* _Exercise requirements_:
a: Translate this sentence from the account of the Boworadet rebellion into Spanish: "Neither side wanted a shooting war, and most of the salvoes were propaganda."
b: Retype the account of the Boworadet rebellion word for word, covering everything from "Neither side wanted" down to "restraining the king.".

* _Document extract_:
================
On 12 October, troops from the northeast of the country marched on Bangkok, seized Don Mueang
Aerodrome, and entered the northern suburbs, occupied the area around Bang Khen. The rebels consisting of the Korat, Phetchaburi, and Udon Regiments, together with a cavalry unit and several artillery batteries set up a stronghold near the Lak Si train station, using machine guns and cavalry. They called themselves the "National Salvation Group" (Thai: คณะกู้บ้านเมือง; RTGS: Khana Ku Ban Mueang) and their attempt the "Siege Deer Plan" (Thai: แผนล้อมกวาง; RTGS: Phaen Lom Kwang).

=== Stalemate ===
Boworadet probably hoped that at least some Bangkok army units would join him and the king would show his preference by remaining strictly neutral and non-committal. The rebels aimed to bring nine upcountry garrisons to besiege the city, but only three moved to the city's northern outskirts while the others hesitated or were repelled by pro-government garrisons. Boworadet tried to persuade other forces to join him, including the Royal Thai Navy, which instead declared itself neutral. The commander-in-chief of the navy withdrew his battleships from the capital and sailed to ports in the south.

The rapid advance of the rebel army, the seizure of Don Mueang airport, and the withdrawal of the navy struck panic into the government. Even more discouraging was that in the face of the royalist counter-revolution, the Promoters themselves were not unified. Some members of Colonel Phraya Songsuradet's senior military clique showed their reluctance to fight the rebels, and Songsuradet and Colonel Phra Prasas themselves left the country a few days before the rebellion and refused to return. For thirty hours Phahon tried to negotiate a peaceful resolution.

Neither side wanted a shooting war, and most of the salvoes were propaganda. The People's Party put out radio broadcasts and leaflets damning the Boworadet forces as "rebels" and "bandits". In reply, the besiegers dropped leaflets on the city from aeroplanes, accusing the People's Party of restraining the king.

Major Luang Seri Somroeng Rit (Thai: พันตรีหลวงเสรีเริงฤทธิ์) was appointed (under truce) to ask the rebels to surrender, under a government offer of amnesty. He was seized and made a hostage.
================
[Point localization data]

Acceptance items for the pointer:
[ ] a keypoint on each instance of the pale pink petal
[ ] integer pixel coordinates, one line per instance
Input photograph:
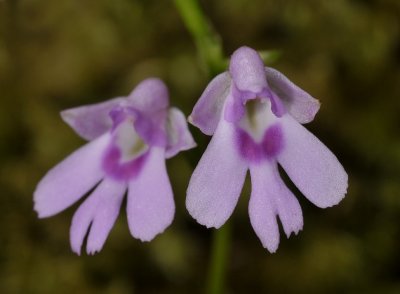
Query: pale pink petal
(91, 121)
(150, 206)
(271, 198)
(97, 215)
(207, 111)
(247, 70)
(301, 105)
(312, 167)
(179, 136)
(217, 181)
(68, 181)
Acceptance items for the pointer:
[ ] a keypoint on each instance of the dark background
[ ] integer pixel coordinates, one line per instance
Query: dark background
(60, 54)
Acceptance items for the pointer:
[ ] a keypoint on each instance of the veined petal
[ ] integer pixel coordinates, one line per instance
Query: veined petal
(68, 181)
(217, 181)
(247, 70)
(150, 206)
(97, 215)
(301, 105)
(179, 136)
(150, 96)
(270, 197)
(312, 167)
(91, 121)
(207, 111)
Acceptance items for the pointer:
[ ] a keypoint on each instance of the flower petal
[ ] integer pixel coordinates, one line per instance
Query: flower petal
================
* _Answers_:
a: Ningún bando quería una guerra a tiros, y la mayoría de las andanadas eran propaganda.

b:
Neither side wanted a shooting war, and most of the salvoes were propaganda. The People's Party put out radio broadcasts and leaflets damning the Boworadet forces as "rebels" and "bandits". In reply, the besiegers dropped leaflets on the city from aeroplanes, accusing the People's Party of restraining the king.